■ EXERCISE OBJECTIVE: Every line below must come back exactly as it stands, with the images omitted.

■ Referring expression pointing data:
*** Block opens ***

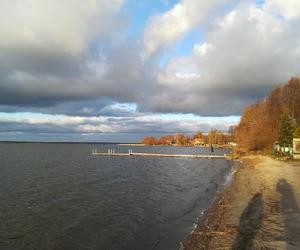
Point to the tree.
(286, 129)
(297, 132)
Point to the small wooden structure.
(296, 148)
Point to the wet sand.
(260, 210)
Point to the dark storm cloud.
(84, 65)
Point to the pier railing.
(111, 152)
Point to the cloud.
(287, 9)
(54, 52)
(244, 54)
(165, 29)
(141, 124)
(75, 58)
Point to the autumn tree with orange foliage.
(260, 123)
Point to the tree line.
(214, 137)
(275, 119)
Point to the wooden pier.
(130, 153)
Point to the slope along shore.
(261, 209)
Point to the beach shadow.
(291, 212)
(250, 223)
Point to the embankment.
(260, 210)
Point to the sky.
(119, 70)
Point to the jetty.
(111, 152)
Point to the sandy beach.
(260, 210)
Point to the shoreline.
(253, 212)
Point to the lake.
(59, 196)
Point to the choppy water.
(59, 196)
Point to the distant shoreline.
(237, 219)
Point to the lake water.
(59, 196)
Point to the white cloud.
(67, 24)
(168, 28)
(287, 8)
(244, 54)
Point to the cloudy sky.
(117, 70)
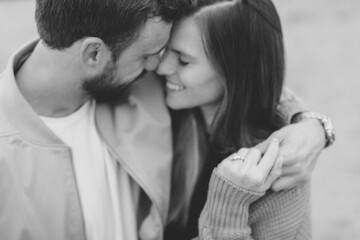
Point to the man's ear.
(94, 52)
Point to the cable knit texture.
(233, 213)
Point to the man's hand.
(300, 146)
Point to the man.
(73, 168)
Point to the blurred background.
(322, 40)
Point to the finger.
(274, 174)
(264, 145)
(291, 169)
(287, 182)
(243, 152)
(269, 158)
(253, 157)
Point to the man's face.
(134, 61)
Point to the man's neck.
(51, 82)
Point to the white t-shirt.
(103, 185)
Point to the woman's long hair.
(243, 40)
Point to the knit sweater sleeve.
(226, 211)
(233, 213)
(290, 105)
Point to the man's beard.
(105, 87)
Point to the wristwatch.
(324, 120)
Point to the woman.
(224, 70)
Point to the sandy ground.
(323, 66)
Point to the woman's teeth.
(174, 87)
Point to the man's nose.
(166, 66)
(152, 62)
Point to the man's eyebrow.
(183, 53)
(157, 52)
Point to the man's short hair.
(60, 23)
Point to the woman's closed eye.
(183, 62)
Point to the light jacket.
(39, 199)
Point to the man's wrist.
(325, 123)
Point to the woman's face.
(191, 81)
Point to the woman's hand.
(249, 171)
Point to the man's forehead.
(154, 33)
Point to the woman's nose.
(166, 65)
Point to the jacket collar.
(16, 109)
(140, 134)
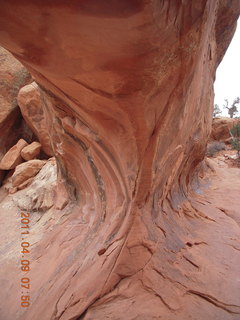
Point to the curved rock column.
(128, 93)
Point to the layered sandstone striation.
(127, 93)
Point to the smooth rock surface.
(221, 128)
(13, 157)
(26, 170)
(31, 151)
(13, 75)
(31, 105)
(40, 194)
(127, 92)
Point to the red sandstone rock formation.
(32, 109)
(221, 128)
(127, 92)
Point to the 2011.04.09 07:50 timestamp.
(25, 262)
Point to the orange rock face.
(13, 157)
(221, 128)
(31, 151)
(127, 92)
(32, 109)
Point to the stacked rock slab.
(127, 88)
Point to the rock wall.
(127, 91)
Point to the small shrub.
(214, 147)
(235, 132)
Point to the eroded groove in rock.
(127, 93)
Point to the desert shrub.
(214, 147)
(235, 132)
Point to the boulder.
(26, 170)
(31, 151)
(127, 92)
(221, 129)
(31, 105)
(13, 157)
(40, 190)
(13, 76)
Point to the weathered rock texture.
(127, 88)
(221, 128)
(13, 76)
(31, 151)
(13, 157)
(32, 109)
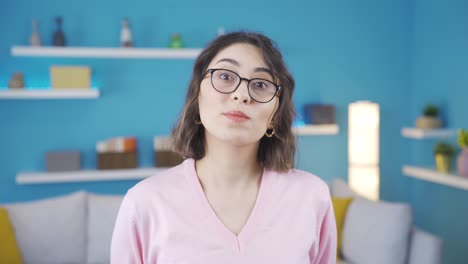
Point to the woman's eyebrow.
(232, 61)
(262, 69)
(236, 63)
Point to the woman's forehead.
(240, 55)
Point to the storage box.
(74, 77)
(319, 114)
(62, 160)
(117, 160)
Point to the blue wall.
(338, 51)
(440, 63)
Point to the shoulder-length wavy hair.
(275, 153)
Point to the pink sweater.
(166, 219)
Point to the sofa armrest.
(425, 248)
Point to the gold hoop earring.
(270, 132)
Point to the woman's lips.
(236, 116)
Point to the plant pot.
(427, 122)
(443, 163)
(462, 163)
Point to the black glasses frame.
(211, 71)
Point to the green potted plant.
(430, 118)
(443, 153)
(462, 161)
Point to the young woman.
(236, 198)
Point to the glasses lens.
(224, 81)
(262, 90)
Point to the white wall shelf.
(86, 175)
(49, 93)
(99, 52)
(432, 175)
(331, 129)
(418, 133)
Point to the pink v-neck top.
(166, 219)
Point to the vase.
(443, 163)
(462, 163)
(428, 122)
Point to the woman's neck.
(229, 167)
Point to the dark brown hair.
(277, 152)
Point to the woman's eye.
(225, 76)
(261, 85)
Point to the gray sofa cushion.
(376, 232)
(51, 231)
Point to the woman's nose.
(242, 92)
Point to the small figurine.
(16, 81)
(221, 31)
(176, 41)
(59, 35)
(35, 39)
(126, 34)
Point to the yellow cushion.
(340, 206)
(9, 252)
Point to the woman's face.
(235, 117)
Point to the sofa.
(77, 228)
(382, 232)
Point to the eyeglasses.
(226, 81)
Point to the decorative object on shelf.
(443, 153)
(430, 119)
(59, 36)
(16, 81)
(462, 161)
(117, 153)
(35, 38)
(176, 41)
(319, 114)
(66, 77)
(363, 148)
(62, 160)
(163, 154)
(126, 34)
(221, 31)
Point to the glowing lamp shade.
(363, 148)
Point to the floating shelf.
(432, 175)
(316, 130)
(49, 93)
(86, 176)
(96, 52)
(418, 133)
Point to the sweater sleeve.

*** Block closes ***

■ RESPONSE AREA:
Point to the tree.
(286, 129)
(297, 132)
Point to the small wooden structure.
(296, 148)
Point to the wet sand.
(260, 210)
Point to the dark storm cloud.
(84, 65)
Point to the pier railing.
(111, 152)
Point to the cloud.
(287, 9)
(54, 52)
(244, 54)
(165, 29)
(141, 124)
(75, 58)
Point to the autumn tree with orange foliage.
(260, 123)
Point to the tree line.
(214, 137)
(275, 119)
Point to the wooden pier.
(130, 153)
Point to the slope along shore.
(261, 209)
Point to the beach shadow.
(291, 212)
(250, 223)
Point to the embankment.
(260, 210)
Point to the sky.
(119, 70)
Point to the jetty.
(111, 152)
Point to the sandy beach.
(260, 210)
Point to the shoreline.
(253, 212)
Point to the lake.
(59, 196)
Point to the choppy water.
(59, 196)
Point to the distant shoreline.
(237, 219)
Point to the lake water.
(59, 196)
Point to the white cloud.
(67, 24)
(168, 28)
(287, 8)
(244, 54)
Point to the cloudy sky.
(117, 70)
Point to the man's ear.
(94, 52)
Point to the cable knit texture.
(233, 213)
Point to the man's hand.
(300, 146)
Point to the man.
(73, 168)
Point to the blurred background.
(322, 40)
Point to the finger.
(274, 174)
(264, 145)
(291, 169)
(287, 182)
(243, 152)
(269, 158)
(253, 157)
Point to the man's face.
(134, 61)
Point to the man's neck.
(51, 82)
Point to the white t-shirt.
(103, 185)
Point to the woman's long hair.
(243, 40)
Point to the knit sweater sleeve.
(226, 211)
(233, 213)
(290, 105)
Point to the man's beard.
(105, 87)
Point to the wristwatch.
(324, 120)
Point to the woman.
(224, 70)
Point to the sandy ground.
(323, 66)
Point to the woman's teeth.
(174, 87)
Point to the man's nose.
(166, 66)
(152, 62)
Point to the man's eyebrow.
(183, 53)
(157, 52)
Point to the man's short hair.
(60, 23)
Point to the woman's closed eye.
(183, 62)
Point to the light jacket.
(39, 199)
Point to the man's wrist.
(325, 123)
Point to the woman's face.
(191, 81)
Point to the woman's hand.
(249, 171)
Point to the man's forehead.
(154, 33)
Point to the woman's nose.
(166, 65)
Point to the jacket collar.
(16, 109)
(140, 134)
Point to the curved rock column.
(128, 93)
Point to the layered sandstone striation.
(127, 93)
Point to the smooth rock surface.
(221, 128)
(13, 157)
(26, 170)
(31, 151)
(13, 75)
(31, 105)
(40, 194)
(127, 92)
Point to the red sandstone rock formation.
(32, 109)
(221, 128)
(127, 92)
Point to the 2011.04.09 07:50 timestamp.
(25, 262)
Point to the orange rock face.
(13, 157)
(221, 128)
(31, 151)
(127, 92)
(32, 109)
Point to the stacked rock slab.
(127, 88)
Point to the rock wall.
(127, 91)
Point to the small shrub.
(214, 147)
(235, 132)
Point to the eroded groove in rock.
(127, 93)
Point to the desert shrub.
(214, 147)
(235, 132)
Point to the boulder.
(26, 170)
(31, 151)
(127, 92)
(221, 129)
(31, 105)
(13, 157)
(40, 190)
(13, 76)
Point to the weathered rock texture.
(127, 88)
(221, 128)
(13, 76)
(31, 151)
(13, 157)
(32, 109)
Point to the woman's eyebrow.
(232, 61)
(262, 69)
(236, 63)
Point to the woman's forehead.
(240, 55)
Point to the storage box.
(74, 77)
(319, 114)
(62, 160)
(117, 160)
Point to the blue wall.
(338, 51)
(440, 63)
Point to the shoulder-length wavy hair.
(275, 153)
Point to the pink sweater.
(166, 219)
Point to the sofa armrest.
(425, 248)
Point to the gold hoop earring.
(270, 132)
Point to the woman's lips.
(236, 116)
Point to the plant pot.
(427, 122)
(443, 163)
(462, 163)
Point to the black glasses frame.
(211, 71)
Point to the green potted plant.
(430, 118)
(443, 153)
(462, 161)
Point to the young woman.
(236, 198)
Point to the glasses lens.
(224, 81)
(262, 90)
Point to the white wall shelf.
(86, 175)
(49, 93)
(99, 52)
(432, 175)
(331, 129)
(418, 133)
Point to the pink v-neck top.
(166, 219)
Point to the vase.
(443, 163)
(462, 163)
(428, 122)
Point to the woman's neck.
(229, 167)
Point to the dark brown hair.
(277, 152)
Point to the woman's eye.
(225, 76)
(261, 85)
Point to the gray sofa cushion.
(376, 232)
(51, 231)
Point to the woman's nose.
(242, 92)
Point to the small figurine.
(16, 81)
(221, 31)
(176, 41)
(59, 35)
(35, 39)
(126, 34)
Point to the yellow cushion.
(340, 206)
(9, 252)
Point to the woman's face.
(235, 117)
Point to the sofa.
(77, 228)
(382, 232)
Point to the eyeglasses.
(226, 81)
Point to the decorative object on shelf.
(443, 153)
(430, 119)
(59, 36)
(16, 81)
(462, 161)
(117, 153)
(35, 38)
(176, 41)
(319, 114)
(66, 77)
(363, 148)
(62, 160)
(163, 154)
(126, 34)
(221, 31)
Point to the glowing lamp shade.
(363, 148)
Point to the floating shelf.
(432, 175)
(316, 130)
(49, 93)
(86, 176)
(96, 52)
(418, 133)
Point to the sweater sleeve.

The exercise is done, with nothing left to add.